:: ФРАГМЕНТ СТРАНИЦЫ ::
Убийство времени. Автобиография - [21]

Шрифт
Интервал

Мне часто снится, что я совершил измену или кого-то убил. Иногда во сне фигурирует сверток с изувеченными останками моей жертвы. Я знаю, что мои дни сочтены — наверное, меня вскоре отыщут? И, должно быть, я буду казнен? В некоторых снах я остаюсь на свободе, но без надежды и безо всякого мыслимого будущего. В других случаях меня арестовывают и ведут на виселицу. «На этот раз это не сон, теперь все взаправду», — говорю я себе — и просыпаюсь. Я не думаю, что эти сны как-то связаны с войной; убийства в этих снах — это убийства отдельных людей, а измена имеет неопределенный характер. Однажды я даже задушил самого себя, лежавшего на кровати прямо передо мной, а затем принюхивался к телу, пытаясь уловить запах разложения.
:::
:: ИСХОДНЫЕ ДАННЫЕ ::
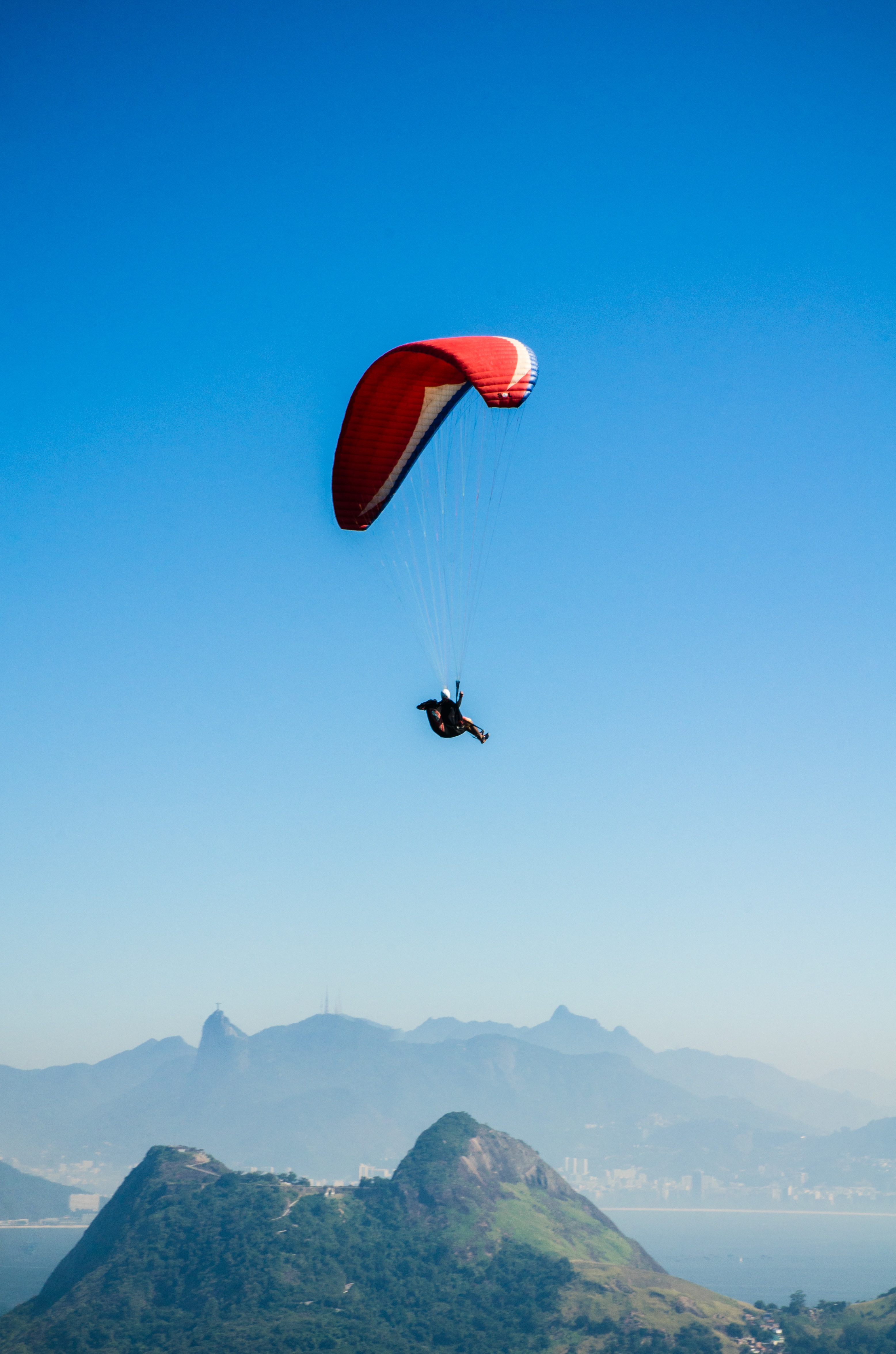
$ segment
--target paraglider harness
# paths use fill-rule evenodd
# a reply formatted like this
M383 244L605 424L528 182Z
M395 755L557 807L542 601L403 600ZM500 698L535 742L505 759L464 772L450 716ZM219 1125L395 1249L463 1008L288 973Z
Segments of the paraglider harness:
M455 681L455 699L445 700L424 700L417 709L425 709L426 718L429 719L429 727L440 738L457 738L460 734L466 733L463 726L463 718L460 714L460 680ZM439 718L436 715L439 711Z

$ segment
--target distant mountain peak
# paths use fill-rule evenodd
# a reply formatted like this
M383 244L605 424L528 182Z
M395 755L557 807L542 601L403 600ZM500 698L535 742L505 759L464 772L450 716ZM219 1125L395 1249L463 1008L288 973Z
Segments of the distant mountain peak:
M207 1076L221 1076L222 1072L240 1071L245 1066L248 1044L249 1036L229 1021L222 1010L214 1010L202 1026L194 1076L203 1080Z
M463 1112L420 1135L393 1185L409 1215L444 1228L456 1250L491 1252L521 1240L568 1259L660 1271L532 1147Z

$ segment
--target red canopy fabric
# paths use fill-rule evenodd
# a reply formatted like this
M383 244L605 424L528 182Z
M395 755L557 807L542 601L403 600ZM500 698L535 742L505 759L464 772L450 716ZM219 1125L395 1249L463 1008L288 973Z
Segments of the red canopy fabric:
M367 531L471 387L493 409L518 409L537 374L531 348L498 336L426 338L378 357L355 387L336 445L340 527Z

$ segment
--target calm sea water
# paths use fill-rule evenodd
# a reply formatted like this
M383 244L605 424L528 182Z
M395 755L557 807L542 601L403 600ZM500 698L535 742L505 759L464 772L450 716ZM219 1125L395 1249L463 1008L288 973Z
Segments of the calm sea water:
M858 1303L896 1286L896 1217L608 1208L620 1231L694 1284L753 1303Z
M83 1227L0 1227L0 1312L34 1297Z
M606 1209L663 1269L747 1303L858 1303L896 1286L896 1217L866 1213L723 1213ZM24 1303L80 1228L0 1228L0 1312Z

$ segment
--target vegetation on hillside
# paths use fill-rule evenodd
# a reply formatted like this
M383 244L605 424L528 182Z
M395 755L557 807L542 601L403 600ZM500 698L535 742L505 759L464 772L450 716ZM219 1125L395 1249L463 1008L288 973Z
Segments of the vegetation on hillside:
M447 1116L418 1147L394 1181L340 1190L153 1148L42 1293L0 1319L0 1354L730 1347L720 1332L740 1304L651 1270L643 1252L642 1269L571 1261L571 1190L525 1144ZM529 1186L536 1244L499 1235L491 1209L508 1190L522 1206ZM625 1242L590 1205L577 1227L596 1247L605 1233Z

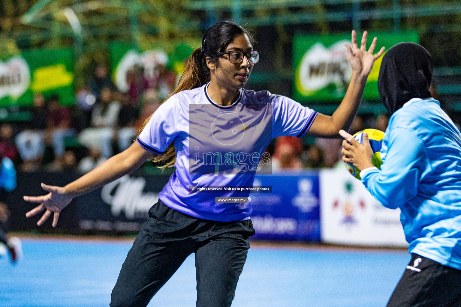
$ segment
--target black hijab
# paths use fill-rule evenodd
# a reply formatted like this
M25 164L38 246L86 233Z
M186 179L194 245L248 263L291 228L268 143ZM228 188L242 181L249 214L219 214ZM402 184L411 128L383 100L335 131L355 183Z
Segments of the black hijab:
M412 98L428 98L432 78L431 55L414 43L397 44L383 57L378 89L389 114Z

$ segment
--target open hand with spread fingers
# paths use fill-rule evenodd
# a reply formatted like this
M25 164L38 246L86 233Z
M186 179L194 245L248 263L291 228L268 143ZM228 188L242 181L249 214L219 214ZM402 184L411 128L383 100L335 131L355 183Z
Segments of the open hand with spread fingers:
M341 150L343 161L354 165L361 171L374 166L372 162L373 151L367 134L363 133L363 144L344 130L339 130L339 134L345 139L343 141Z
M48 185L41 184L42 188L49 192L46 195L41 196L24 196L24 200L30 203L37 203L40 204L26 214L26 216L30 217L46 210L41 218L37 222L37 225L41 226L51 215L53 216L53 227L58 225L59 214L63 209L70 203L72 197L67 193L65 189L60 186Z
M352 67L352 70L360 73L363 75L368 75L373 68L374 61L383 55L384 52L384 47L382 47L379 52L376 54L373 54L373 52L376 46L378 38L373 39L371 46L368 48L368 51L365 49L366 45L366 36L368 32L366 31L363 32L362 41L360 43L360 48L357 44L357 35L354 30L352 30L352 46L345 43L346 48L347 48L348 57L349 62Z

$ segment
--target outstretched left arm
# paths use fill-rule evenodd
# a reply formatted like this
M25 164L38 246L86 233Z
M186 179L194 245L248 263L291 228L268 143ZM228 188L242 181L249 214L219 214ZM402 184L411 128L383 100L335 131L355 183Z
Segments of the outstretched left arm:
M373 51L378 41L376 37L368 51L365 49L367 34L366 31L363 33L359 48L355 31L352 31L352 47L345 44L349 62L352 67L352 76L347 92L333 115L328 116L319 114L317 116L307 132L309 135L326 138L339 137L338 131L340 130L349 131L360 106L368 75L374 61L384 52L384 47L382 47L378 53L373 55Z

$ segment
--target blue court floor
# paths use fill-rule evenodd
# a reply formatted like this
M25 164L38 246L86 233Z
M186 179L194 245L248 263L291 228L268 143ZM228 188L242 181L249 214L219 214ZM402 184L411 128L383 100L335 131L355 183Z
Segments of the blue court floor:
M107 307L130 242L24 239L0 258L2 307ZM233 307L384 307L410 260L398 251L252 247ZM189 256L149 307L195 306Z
:::
* ПИСЬМЕННЫЕ ЗАДАНИЯ
**a)** Ответьте на вопросы по фрагменту автобиографии «Убийство времени»:
(i) Что иногда фигурирует во сне рассказчика?
(ii) Что рассказчик говорит себе, когда его ведут на виселицу?
(iii) Что он делал после того, как задушил самого себя?
**b)** Продублируйте часть фрагмента автобиографии «Убийство времени» от «Мне часто снится, что» до «уловить запах разложения.» включительно.
Эти данные для работы не нужны.

* ОТВЕТЫ ПО ПОРЯДКУ
**a)**
(i) Сверток с изувеченными останками его жертвы.
(ii) «На этот раз это не сон, теперь все взаправду».
(iii) Принюхивался к телу, пытаясь уловить запах разложения.

**b)**
Мне часто снится, что я совершил измену или кого-то убил. Иногда во сне фигурирует сверток с изувеченными останками моей жертвы. Я знаю, что мои дни сочтены — наверное, меня вскоре отыщут? И, должно быть, я буду казнен? В некоторых снах я остаюсь на свободе, но без надежды и безо всякого мыслимого будущего. В других случаях меня арестовывают и ведут на виселицу. «На этот раз это не сон, теперь все взаправду», — говорю я себе — и просыпаюсь. Я не думаю, что эти сны как-то связаны с войной; убийства в этих снах — это убийства отдельных людей, а измена имеет неопределенный характер. Однажды я даже задушил самого себя, лежавшего на кровати прямо передо мной, а затем принюхивался к телу, пытаясь уловить запах разложения.